__Set task__
In the listing, take the part that opens with the line containing "Tag every instance of the mountain range" and runs through the end, and rename "rock face" to "cliff face" there, keeping all else unchanged. Leave the pictures out of your answer.

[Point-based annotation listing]
========================================================================

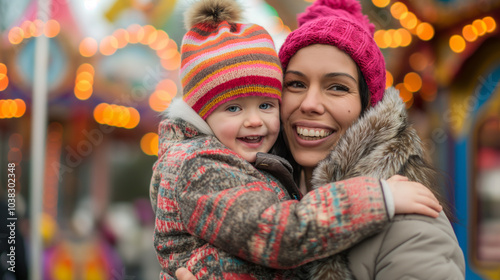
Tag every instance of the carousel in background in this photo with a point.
(444, 57)
(113, 67)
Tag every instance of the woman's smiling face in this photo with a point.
(321, 100)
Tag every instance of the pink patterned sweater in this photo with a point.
(223, 218)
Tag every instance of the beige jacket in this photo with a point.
(380, 144)
(410, 247)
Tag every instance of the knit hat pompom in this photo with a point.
(346, 8)
(212, 12)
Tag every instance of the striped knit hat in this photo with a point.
(222, 60)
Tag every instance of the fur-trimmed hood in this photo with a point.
(380, 144)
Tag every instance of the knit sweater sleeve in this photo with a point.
(242, 214)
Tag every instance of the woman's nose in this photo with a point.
(312, 102)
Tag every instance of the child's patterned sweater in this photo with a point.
(222, 218)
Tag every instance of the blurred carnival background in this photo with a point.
(82, 84)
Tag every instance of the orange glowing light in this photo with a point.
(21, 108)
(408, 20)
(161, 41)
(413, 82)
(36, 28)
(149, 144)
(405, 95)
(159, 100)
(26, 27)
(480, 26)
(16, 35)
(124, 118)
(88, 47)
(122, 37)
(4, 82)
(457, 43)
(99, 112)
(389, 80)
(52, 28)
(405, 37)
(418, 61)
(150, 34)
(85, 67)
(107, 114)
(83, 94)
(491, 25)
(136, 33)
(108, 45)
(135, 117)
(396, 38)
(85, 76)
(166, 53)
(470, 33)
(83, 85)
(425, 31)
(381, 3)
(398, 9)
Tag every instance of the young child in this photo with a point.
(223, 206)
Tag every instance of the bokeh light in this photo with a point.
(149, 144)
(116, 115)
(381, 3)
(470, 33)
(418, 61)
(52, 28)
(480, 26)
(398, 9)
(16, 35)
(12, 108)
(490, 23)
(457, 43)
(88, 47)
(425, 31)
(413, 82)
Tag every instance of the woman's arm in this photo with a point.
(241, 214)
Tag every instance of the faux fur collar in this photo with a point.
(379, 144)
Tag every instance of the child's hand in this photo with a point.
(412, 197)
(184, 274)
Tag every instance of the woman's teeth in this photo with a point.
(322, 133)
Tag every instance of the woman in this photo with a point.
(333, 98)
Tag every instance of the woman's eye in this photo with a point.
(233, 109)
(265, 106)
(339, 88)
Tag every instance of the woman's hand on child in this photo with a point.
(413, 198)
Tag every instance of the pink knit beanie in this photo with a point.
(340, 23)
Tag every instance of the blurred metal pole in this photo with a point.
(38, 140)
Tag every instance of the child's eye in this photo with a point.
(294, 84)
(265, 106)
(233, 108)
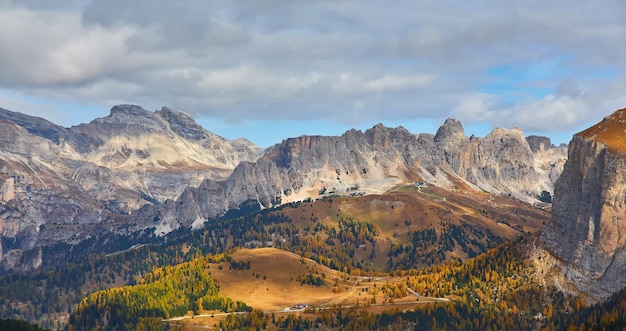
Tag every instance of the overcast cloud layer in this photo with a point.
(546, 66)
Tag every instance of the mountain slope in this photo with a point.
(141, 171)
(376, 160)
(68, 183)
(587, 231)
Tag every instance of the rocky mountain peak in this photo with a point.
(610, 132)
(451, 130)
(183, 124)
(587, 231)
(538, 143)
(128, 110)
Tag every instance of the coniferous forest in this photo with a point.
(138, 288)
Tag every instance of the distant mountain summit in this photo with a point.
(140, 171)
(587, 233)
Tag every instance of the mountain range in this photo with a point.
(140, 171)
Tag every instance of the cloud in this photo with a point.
(341, 61)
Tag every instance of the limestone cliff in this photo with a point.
(374, 161)
(587, 232)
(138, 171)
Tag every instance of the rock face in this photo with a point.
(373, 162)
(587, 233)
(69, 183)
(153, 172)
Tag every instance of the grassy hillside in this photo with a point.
(408, 228)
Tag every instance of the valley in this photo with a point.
(381, 229)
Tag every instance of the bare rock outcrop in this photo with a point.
(139, 171)
(587, 232)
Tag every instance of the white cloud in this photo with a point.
(344, 61)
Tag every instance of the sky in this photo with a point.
(271, 69)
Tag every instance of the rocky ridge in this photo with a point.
(587, 232)
(373, 161)
(141, 171)
(69, 183)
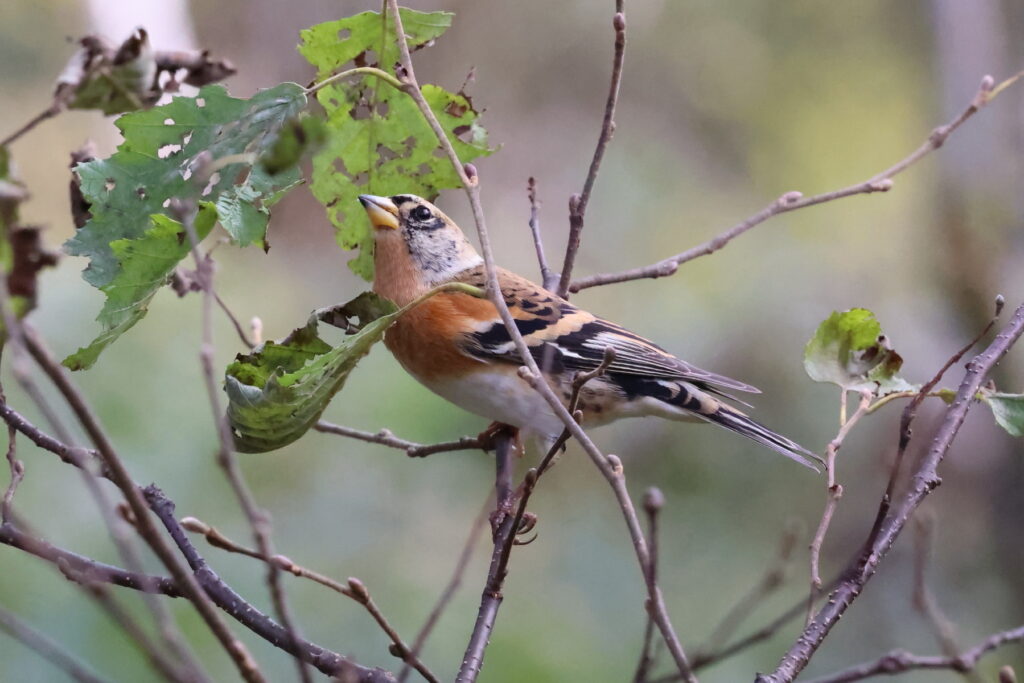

========================================================================

__Solved problem__
Tag every instance of the mountain range in this photo with a point.
(140, 171)
Tag every instance of the cloud in this photo with a point.
(341, 61)
Tag every instance of the limestone cliff in this photo with a point.
(374, 161)
(587, 232)
(138, 171)
Tag every instance of the cliff face in this photo with a point.
(373, 162)
(587, 233)
(69, 183)
(153, 172)
Tag every instance of the grassy hillside in this photo with a point.
(408, 228)
Tag every instance of the valley in this photo with a point.
(381, 229)
Tag every instance of the bare rock outcrop in this photo with a point.
(139, 171)
(587, 232)
Tag every instance of the white cloud in this photo with a point.
(344, 61)
Tag every instance of the sky in this photo with a point.
(271, 69)
Tag every instance of the rocky ridge in this photo with a point.
(587, 232)
(373, 161)
(141, 171)
(69, 183)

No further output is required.